Raw records:
+===+

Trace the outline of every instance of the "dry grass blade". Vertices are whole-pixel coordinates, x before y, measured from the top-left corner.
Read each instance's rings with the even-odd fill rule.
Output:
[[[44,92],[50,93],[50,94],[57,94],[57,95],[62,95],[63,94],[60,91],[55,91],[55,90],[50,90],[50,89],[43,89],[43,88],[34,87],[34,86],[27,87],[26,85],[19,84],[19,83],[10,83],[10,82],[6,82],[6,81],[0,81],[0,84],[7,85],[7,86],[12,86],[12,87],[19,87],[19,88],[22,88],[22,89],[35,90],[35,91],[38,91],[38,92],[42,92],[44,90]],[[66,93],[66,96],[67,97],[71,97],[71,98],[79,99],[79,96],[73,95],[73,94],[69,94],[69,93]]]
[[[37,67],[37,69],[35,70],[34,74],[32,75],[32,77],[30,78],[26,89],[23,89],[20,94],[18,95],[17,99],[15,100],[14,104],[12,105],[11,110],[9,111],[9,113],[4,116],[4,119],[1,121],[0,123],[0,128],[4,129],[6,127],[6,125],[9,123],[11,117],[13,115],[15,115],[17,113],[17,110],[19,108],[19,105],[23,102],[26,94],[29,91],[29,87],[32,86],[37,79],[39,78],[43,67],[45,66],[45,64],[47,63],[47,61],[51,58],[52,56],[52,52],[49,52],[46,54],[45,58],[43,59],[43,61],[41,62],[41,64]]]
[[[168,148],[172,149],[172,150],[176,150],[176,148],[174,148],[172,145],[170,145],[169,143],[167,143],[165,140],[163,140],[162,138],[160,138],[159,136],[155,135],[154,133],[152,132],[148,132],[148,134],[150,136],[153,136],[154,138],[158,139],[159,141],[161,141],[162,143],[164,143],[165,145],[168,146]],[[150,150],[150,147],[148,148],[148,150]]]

+===+

## Work to be completed
Every record above needs to be repeated word for word.

## Output of the task
Trace the outline of every instance of the "dry grass blade". Vertices are whole-pixel coordinates, x before y, measured from the top-left corner.
Read each instance's rings with the even-odd fill rule.
Output:
[[[44,92],[50,93],[50,94],[57,94],[57,95],[62,95],[63,94],[60,91],[55,91],[55,90],[50,90],[50,89],[43,89],[43,88],[34,87],[34,86],[27,87],[26,85],[19,84],[19,83],[10,83],[10,82],[6,82],[6,81],[0,81],[0,84],[7,85],[7,86],[12,86],[12,87],[19,87],[19,88],[22,88],[22,89],[35,90],[35,91],[38,91],[38,92],[42,92],[44,90]],[[66,93],[66,96],[67,97],[71,97],[71,98],[79,99],[79,96],[73,95],[73,94],[69,94],[69,93]]]
[[[37,67],[37,69],[35,70],[34,74],[32,75],[32,77],[30,78],[26,89],[23,89],[20,94],[18,95],[17,99],[15,100],[14,104],[12,105],[11,110],[9,111],[9,113],[4,116],[4,119],[1,121],[0,123],[0,128],[4,129],[6,127],[6,125],[9,123],[11,117],[13,115],[15,115],[17,113],[17,110],[19,108],[19,105],[23,102],[26,94],[29,91],[29,87],[32,86],[37,79],[39,78],[43,67],[45,66],[45,64],[47,63],[47,61],[51,58],[52,56],[52,52],[49,52],[46,54],[45,58],[43,59],[43,61],[41,62],[41,64]]]
[[[168,148],[172,149],[172,150],[176,150],[176,148],[174,148],[172,145],[170,145],[169,143],[167,143],[165,140],[163,140],[162,138],[160,138],[159,136],[155,135],[154,133],[152,132],[148,132],[148,134],[150,136],[153,136],[154,138],[158,139],[159,141],[161,141],[162,143],[164,143],[165,145],[168,146]],[[150,150],[150,147],[148,148],[148,150]]]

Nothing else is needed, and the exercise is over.